**Tasks**.
(A) Summarize the forum post about worsening depression symptoms in two sentences.
(B) Carry the forum post about worsening depression symptoms forward from its final sentence, describing the other things the writer says are "adding to the mix."

**Excerpt provided**.
+++++
Hi everyone,
Sorry if this isn't the right place to post or the right way to go about it; I've been reading other people's post and while I feel I'm too new to really bother anyone with my opinion or platitudes I've seen people explain their problems on here, so I was thinking I would do the same and perhaps make a couple of aquaintances in the process!
Well, as I said in my introduction thread I've been experiencing depressive signs, and worrying about my mental health for that matter, since 13; I've always felt I was different and alot more depressed than my peers, but I also felt that this was probably due to me being a teenager and as such I put it down to hormones; I'm now 19 and the symptoms seem to be increasing despite most of my other emotions falling into the normal spectrum of adulthood, so I've decided to seek counselling and put my fears to rest once and for all; perhaps if I explained the problems I consider abnormal it would paint a better picture of my concerns.
I've been experiencing what must be depression for years on and off, but it's been such a gradual and long lasting arc it was never really definable, in fact it was so slow I wouldn't even realise until I took a keen eye to it; recently (as in the past 3 years) I've been getting increasing anxiety problems despite being usually quite comfortable with people; I dislike large groups but then I dislike anyone I don't know, puts me on edge. The other problem is these depression symptoms (I can only describe it as like a gray bubble seperating me from any of my surroundings, the kind that just saps your energy and emotions almost palpably) have gotten more pronounced; at one point I didn't leave for colledge for an entire week and fell drastically behind because I considered the whole affair so pointless; the difference being that started in the kitchen, as I was making a sandwich this horrible emptiness hit me in the stomach like a brick, and triggered the whole thing. I've decided to see a doctor because of this and am setting up counselling, which will be on monday, but there are several other things adding to the mix that make me wonder what the next few years will bring and exactly what, if anything, i'll be diagnosed with.
+++++
[Stored dataset items]
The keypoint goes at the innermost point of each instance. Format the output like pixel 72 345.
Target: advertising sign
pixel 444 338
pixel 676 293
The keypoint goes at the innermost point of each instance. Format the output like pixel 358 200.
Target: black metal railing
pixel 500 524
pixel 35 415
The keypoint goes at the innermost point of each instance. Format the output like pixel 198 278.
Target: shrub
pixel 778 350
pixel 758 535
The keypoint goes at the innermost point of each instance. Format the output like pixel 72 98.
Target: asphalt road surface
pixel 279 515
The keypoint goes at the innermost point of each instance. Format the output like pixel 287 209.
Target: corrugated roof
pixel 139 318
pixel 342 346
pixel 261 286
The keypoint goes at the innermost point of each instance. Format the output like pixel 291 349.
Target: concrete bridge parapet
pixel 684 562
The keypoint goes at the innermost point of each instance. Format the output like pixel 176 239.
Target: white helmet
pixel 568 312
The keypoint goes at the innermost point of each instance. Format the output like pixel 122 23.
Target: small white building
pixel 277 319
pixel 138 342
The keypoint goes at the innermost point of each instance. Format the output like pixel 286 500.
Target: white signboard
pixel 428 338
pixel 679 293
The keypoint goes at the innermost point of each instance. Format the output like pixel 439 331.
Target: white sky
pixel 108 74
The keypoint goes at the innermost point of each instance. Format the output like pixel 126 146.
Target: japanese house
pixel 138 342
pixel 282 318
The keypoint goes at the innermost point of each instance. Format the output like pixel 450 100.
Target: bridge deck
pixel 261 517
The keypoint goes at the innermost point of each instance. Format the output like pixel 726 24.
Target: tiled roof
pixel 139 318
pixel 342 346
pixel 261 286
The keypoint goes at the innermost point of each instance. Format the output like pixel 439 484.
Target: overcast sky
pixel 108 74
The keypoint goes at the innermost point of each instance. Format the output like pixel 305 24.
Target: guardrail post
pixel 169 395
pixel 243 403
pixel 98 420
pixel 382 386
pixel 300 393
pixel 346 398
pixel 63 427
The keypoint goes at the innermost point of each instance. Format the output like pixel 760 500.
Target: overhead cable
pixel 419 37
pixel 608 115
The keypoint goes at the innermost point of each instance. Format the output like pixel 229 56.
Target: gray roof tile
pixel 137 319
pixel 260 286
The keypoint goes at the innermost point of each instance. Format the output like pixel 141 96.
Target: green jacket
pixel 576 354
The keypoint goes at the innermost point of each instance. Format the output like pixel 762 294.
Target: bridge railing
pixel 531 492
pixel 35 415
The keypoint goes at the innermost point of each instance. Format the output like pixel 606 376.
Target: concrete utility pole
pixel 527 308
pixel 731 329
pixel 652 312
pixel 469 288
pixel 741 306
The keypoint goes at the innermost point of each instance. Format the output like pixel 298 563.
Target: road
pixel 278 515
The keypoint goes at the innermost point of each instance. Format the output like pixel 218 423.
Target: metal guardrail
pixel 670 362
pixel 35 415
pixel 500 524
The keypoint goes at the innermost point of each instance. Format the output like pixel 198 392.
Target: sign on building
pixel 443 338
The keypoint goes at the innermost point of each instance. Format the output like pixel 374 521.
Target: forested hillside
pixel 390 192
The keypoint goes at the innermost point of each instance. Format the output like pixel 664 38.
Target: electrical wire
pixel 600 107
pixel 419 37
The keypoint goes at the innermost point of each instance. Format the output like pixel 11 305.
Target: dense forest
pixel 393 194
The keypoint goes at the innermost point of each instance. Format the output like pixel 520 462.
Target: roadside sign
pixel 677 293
+++++
**Task answers**.
(A) The writer, now 19, has had depressive symptoms since age 13 and first attributed them to teenage hormones, but the symptoms have grown stronger and anxiety problems have increased over the past three years. After a sudden feeling of emptiness set off an episode that kept the writer from college for a week, the writer decided to see a doctor and arranged counseling for Monday, while wondering what diagnosis, if any, will follow.

(B)
I get into moods sometimes where I feel almost completely detached from humanity and reality, usually during depressive episodes, and my mind turns to things such as patterns or bizarre violent thoughts, it's indescribable in and specific way but everything takes on a kind of dark stickiness, and everything seems to have a more blackened edge to it; I become obsessed with things like the supernatural, conspiracy theories and occultism alot of times this happens, for no real reason other than my mind seems to jump to them; I also start to see shapes out of the corner of my eye (usually my mind sees something and interprets it as something else, like a log being a cat out of the corner of my eye, but I consider that normal) however in these instances it's usually black shadowy masses that resemble people in the dark, or cats, or even small spiders and the like. Being a believer in the supernatural I can never be too sure if these are delusions, illusions or simply supernatural entities, but god knows I recognise if I say to my GP I see black ghost cats whenever I'm in a low mood they're not going to go for the spiritual option! (I should point out these 'shadows' don't bother or disturb me; they make me jump sometimes and it does feel like a real physical presence more often than not but it's not causing me any particular distress.) I also find it much harder to sleep at these points.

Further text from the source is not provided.